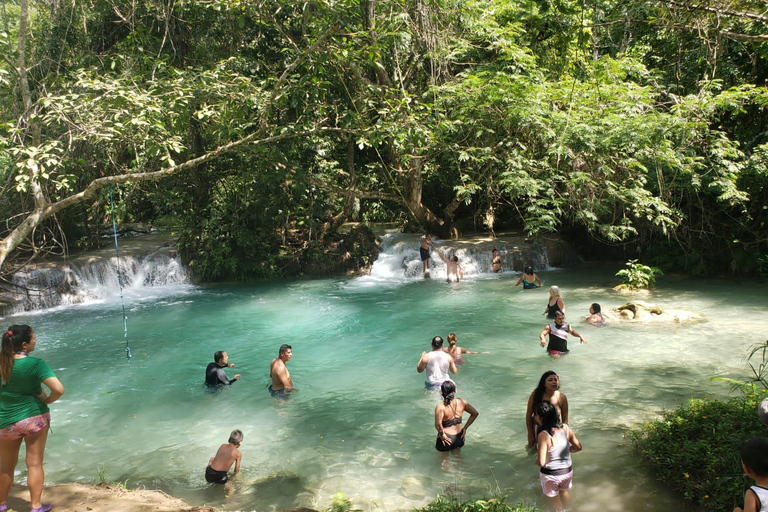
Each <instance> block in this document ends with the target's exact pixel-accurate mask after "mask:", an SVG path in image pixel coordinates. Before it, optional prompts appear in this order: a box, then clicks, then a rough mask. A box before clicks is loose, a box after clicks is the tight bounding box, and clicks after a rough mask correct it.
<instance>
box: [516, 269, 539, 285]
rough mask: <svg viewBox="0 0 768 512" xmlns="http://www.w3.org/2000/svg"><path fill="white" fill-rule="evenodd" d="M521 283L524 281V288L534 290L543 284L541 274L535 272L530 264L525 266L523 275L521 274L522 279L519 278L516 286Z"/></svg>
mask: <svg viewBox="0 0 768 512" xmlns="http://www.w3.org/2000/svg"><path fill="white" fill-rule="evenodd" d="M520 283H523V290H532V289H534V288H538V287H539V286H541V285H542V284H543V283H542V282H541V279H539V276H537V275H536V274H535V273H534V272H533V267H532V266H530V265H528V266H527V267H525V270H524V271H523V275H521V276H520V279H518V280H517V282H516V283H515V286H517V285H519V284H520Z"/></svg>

----------

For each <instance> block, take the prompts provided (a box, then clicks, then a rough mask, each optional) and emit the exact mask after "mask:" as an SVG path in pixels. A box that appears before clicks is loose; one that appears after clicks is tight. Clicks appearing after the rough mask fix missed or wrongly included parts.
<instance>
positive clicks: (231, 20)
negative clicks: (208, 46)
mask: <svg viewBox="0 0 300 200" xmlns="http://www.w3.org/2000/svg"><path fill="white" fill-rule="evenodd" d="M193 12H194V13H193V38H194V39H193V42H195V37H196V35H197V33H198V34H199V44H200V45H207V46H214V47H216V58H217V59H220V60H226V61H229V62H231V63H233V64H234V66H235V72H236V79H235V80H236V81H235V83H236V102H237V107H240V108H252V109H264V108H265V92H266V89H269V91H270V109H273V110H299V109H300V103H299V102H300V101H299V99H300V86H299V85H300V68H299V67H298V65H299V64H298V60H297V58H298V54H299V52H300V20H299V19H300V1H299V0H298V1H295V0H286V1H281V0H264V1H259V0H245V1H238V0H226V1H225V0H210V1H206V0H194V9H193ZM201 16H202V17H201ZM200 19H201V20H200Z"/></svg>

----------

**WHAT IS BEING ASKED**
Please output the listing lines starting at the one containing "For each <instance>" and ending at the one containing "negative clicks: (208, 46)", both included, as a JSON list of strings with one string per line and blank lines left out.

**WRITTEN SOLUTION**
[
  "For each <instance> block, take the prompts provided (a box, then clicks, then a rough mask, each optional) and emit the exact mask after \"mask:\" as an SVG path in pixels. A box that appears before clicks is loose; one that appears after clicks is tight. Clicks appearing after the rough mask fix missed or wrongly included parts.",
  "<instance>",
  "positive clicks: (231, 20)",
  "negative clicks: (208, 46)"
]